Provided passage: Begin

The Telegraph 8 Jan 08;

As Gordon Brown steers Britain towards a nuclear future, Dominic Michaelis, Alex Michaelis and Trevor Cooper-Chadwick suggest we turn to the oceans instead.

The French inventor Georges Claude is largely forgotten today; if he is remembered at all, it is as the creator of the neon lamp. Yet one of his projects from the 1920s could resolve the global energy crisis - by harnessing the power of the oceans.

It may sound like science fiction, but Ocean Thermal Energy Conversion (OTEC) is an idea whose time has come. It is based on the work of Jacques-Arsène d'Arsonval, a 19th-century French physicist who thought of using the sea as a giant solar-energy collector.

The theory is very simple: OTEC extracts energy from the difference in temperature between the surface of the sea (up to 29C in the tropics) and the waters a kilometre down, which are typically a chilly 5C. This powers a "heat engine": think of a refrigerator in reverse, in which a temperature difference creates electricity.

Claude's efforts to develop a practical version of d'Arsonval's concept had to be abandoned due to poor weather and a lack of funds.

But a modern equivalent would meet much of the world's energy needs, without generating polluting clouds of carbon and sulphur dioxide. It could also produce vast quantities of desalinated water to be shipped to parched areas of the world such as Africa.

There are two basic versions of the technology. The first operates in a "closed cycle", using warm surface water to heat ammonia, which boils at a low temperature. This expands into vapour, driving a turbine that produces electricity. Cold water from the depths is used to cool the ammonia, returning it to its liquid state so the process can start again.

The "open cycle" version offers the added benefit of producing drinking water as a by-product.

Provided passage: End
Excerpted records: Begin

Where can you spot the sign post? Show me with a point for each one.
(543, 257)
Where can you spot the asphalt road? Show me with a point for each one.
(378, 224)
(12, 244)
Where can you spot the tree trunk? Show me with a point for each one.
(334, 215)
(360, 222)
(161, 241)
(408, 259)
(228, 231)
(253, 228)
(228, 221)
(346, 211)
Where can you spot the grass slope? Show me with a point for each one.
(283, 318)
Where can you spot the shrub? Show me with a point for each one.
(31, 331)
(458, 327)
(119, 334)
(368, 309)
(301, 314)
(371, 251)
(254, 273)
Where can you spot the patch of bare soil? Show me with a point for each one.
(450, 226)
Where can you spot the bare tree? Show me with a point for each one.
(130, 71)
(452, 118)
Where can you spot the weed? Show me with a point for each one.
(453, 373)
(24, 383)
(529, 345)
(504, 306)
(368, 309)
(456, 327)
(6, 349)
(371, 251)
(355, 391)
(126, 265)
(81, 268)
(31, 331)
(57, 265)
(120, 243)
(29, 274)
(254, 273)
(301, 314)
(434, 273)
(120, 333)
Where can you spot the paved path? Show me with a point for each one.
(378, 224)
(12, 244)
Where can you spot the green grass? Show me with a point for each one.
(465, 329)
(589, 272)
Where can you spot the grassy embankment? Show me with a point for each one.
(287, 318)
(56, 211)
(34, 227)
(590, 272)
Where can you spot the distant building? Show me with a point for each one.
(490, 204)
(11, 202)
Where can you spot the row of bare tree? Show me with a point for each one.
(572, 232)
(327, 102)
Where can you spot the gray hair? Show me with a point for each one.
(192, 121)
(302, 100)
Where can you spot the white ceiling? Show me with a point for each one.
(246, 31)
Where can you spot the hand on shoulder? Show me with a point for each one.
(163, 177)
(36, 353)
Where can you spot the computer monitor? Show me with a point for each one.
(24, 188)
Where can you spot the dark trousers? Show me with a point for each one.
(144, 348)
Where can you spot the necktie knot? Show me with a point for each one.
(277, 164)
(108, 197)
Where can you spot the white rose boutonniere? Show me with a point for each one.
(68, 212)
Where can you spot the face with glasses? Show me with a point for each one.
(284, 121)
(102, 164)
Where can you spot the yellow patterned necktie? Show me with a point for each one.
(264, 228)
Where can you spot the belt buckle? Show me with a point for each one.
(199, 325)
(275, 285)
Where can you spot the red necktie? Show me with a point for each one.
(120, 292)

Excerpted records: End

Requirement: In the ocean energy article above, copy word for word the stretch that begins at "The Telegraph 8" and stops after "the oceans instead.".

Answer section:
The Telegraph 8 Jan 08;

As Gordon Brown steers Britain towards a nuclear future, Dominic Michaelis, Alex Michaelis and Trevor Cooper-Chadwick suggest we turn to the oceans instead.